Given passage –
--- START ---

In November 2015, it was announced that certification of the H160 and its entry into service with civil operators were both scheduled to take place in 2018; a military-orientated variant, designated H160M, is aimed to enter service in 2022. In March 2016, H160 program chief Bernard Fujarski stated that nearly all milestones set for 2015 had been achieved, save for the second prototype's first flight having been delayed to January 2016, and that the H160's aerodynamic configuration had been validated. Testing had revealed a need to relocate some electronics systems to the rotorcraft's nose from the rear portion of the main fuselage for center of gravity reasons, while the fenestron shrouded tail rotor had reportedly exceeded performance expectations.

--- END ---

Activity 1 – Please restate the H160 passage starting at "In November 2015, it" and ending at "exceeded performance expectations.", swapping "milestones" for "targets".
Activity 2 – Carry the account of the H160's development forward from its final sentence.

Data excerpts –

--- START ---

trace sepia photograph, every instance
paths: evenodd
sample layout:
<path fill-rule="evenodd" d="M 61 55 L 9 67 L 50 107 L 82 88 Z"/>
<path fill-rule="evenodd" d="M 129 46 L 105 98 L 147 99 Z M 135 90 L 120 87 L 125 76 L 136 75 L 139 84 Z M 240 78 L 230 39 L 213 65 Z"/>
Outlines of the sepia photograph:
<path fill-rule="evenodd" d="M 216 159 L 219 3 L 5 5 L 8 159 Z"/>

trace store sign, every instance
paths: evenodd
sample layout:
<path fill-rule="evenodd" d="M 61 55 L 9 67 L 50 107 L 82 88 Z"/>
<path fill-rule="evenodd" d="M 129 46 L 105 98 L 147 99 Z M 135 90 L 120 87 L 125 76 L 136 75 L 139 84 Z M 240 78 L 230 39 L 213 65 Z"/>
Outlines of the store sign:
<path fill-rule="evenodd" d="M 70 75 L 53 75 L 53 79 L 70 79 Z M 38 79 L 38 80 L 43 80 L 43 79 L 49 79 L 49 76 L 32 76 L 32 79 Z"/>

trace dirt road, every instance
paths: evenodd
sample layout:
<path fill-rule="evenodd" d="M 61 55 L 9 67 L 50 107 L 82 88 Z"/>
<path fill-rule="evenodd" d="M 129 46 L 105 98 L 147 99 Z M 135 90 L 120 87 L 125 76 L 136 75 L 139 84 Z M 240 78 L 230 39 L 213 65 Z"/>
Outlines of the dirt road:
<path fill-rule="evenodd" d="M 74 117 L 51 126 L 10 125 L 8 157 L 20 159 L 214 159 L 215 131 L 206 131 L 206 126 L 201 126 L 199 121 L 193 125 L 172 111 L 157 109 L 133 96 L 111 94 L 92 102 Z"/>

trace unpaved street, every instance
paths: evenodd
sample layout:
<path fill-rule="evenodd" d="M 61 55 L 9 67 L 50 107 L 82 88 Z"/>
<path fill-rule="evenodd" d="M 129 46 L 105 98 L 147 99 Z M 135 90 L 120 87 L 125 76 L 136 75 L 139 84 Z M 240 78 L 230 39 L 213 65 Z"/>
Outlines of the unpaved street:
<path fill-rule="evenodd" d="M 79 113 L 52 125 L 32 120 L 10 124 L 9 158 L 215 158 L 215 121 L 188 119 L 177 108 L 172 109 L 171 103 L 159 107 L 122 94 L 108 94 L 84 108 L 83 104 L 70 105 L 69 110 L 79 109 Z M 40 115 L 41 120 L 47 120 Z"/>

--- END ---

Output 1 –
In November 2015, it was announced that certification of the H160 and its entry into service with civil operators were both scheduled to take place in 2018; a military-orientated variant, designated H160M, is aimed to enter service in 2022. In March 2016, H160 program chief Bernard Fujarski stated that nearly all targets set for 2015 had been achieved, save for the second prototype's first flight having been delayed to January 2016, and that the H160's aerodynamic configuration had been validated. Testing had revealed a need to relocate some electronics systems to the rotorcraft's nose from the rear portion of the main fuselage for center of gravity reasons, while the fenestron shrouded tail rotor had reportedly exceeded performance expectations.

Output 2 –
In 2015, Airbus estimated that there was a market for 120–150 airframes annually; the company intends to initially increase the manufacturing rate to roughly 50 aircraft per year. In July 2016, it was announced that the aeromechanical configuration of the rotorcraft had been frozen. Manufacturing of the first production H160 is scheduled for 2017; the first delivery may take place in late 2018 or early 2019. A new production scheme, drawing inspiration from the automotive industry, is to be implemented in the H160's construction; it is a stated aim for the final assembly lead time of the new rotorcraft to be half of that of the preceding Dauphin.

In March 2017, French defence minister Jean-Yves Le Drian announced at Marignane that the H160 was selected as the basis for its tri-service light rotorcraft replacement programme, the hélicoptère interarmées léger (HIL), with between 160 and 190 required from 2024 to replace 420 aircraft : French navy's Alouette IIIs, SA 365 Dauphin, and AS565 Panther, the French Air Force's AS555 Fennec and SA330 Pumas; and the French army Pumas, SA341/SA342 Gazelles and Fennec.
In May 2019, French Minister of the Armed Forces Florence Parly christened this helicopter as H160M Guépard.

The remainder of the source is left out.